_Work to be completed_: List every line of the material below that contains the string "meerkat", copying each such line in full. Treat case as significant, so count only matches with the same capitalization.

Region annotation entries
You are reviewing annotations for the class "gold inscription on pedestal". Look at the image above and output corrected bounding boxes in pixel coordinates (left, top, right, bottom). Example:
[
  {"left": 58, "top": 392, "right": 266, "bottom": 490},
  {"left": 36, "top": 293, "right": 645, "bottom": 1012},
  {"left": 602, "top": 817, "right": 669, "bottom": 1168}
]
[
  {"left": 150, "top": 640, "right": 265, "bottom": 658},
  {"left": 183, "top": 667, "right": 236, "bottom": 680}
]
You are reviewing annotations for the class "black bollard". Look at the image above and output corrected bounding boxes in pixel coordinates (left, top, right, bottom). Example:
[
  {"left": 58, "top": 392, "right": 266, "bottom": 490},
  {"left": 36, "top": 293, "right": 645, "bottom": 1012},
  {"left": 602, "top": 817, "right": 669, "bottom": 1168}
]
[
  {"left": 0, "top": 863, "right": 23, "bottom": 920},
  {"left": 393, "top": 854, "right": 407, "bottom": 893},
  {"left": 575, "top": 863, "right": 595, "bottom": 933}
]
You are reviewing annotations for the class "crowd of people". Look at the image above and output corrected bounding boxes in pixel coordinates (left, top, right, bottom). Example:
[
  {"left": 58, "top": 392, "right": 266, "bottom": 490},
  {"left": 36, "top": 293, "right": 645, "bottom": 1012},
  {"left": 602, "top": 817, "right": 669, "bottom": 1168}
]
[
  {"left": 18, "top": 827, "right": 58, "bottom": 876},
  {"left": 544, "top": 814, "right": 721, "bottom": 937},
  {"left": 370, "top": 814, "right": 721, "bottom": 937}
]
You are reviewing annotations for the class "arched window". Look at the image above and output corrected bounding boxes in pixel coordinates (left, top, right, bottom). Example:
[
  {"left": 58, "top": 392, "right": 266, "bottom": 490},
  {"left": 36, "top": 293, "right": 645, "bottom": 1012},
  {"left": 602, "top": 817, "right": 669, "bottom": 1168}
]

* * *

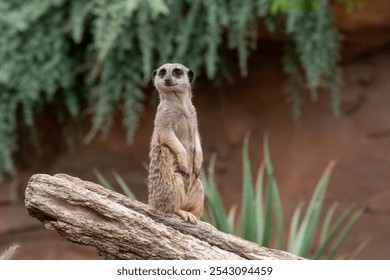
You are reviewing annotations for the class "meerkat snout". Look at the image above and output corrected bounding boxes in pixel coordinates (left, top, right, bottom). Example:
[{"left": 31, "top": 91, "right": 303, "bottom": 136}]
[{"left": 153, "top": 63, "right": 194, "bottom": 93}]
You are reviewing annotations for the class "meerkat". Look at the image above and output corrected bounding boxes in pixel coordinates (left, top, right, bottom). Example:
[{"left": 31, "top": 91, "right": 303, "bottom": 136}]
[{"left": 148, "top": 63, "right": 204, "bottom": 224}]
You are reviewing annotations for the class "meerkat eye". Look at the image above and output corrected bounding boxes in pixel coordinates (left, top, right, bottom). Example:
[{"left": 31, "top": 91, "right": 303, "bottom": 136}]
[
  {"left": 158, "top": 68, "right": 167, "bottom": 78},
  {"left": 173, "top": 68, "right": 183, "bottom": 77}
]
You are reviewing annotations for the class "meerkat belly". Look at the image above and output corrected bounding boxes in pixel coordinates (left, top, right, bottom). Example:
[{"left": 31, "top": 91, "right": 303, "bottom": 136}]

_Task result_:
You are reviewing annotations for the class "meerkat snout". Look at the image above and output corrected bounding boxes in pixel coordinates (left, top, right, bottom). Example:
You are reviewing annotations for the class "meerkat". Look at the image above and output corrected bounding boxes in pixel coordinates (left, top, right, bottom). Example:
You are reviewing annotations for the class "meerkat eye". Look at the image above and output corrected bounding boxes in pixel coordinates (left, top, right, bottom). Example:
You are reviewing annotations for the class "meerkat belly". Look at the image above and output corrected bounding boxes in pixel coordinates (left, top, right, bottom). Example:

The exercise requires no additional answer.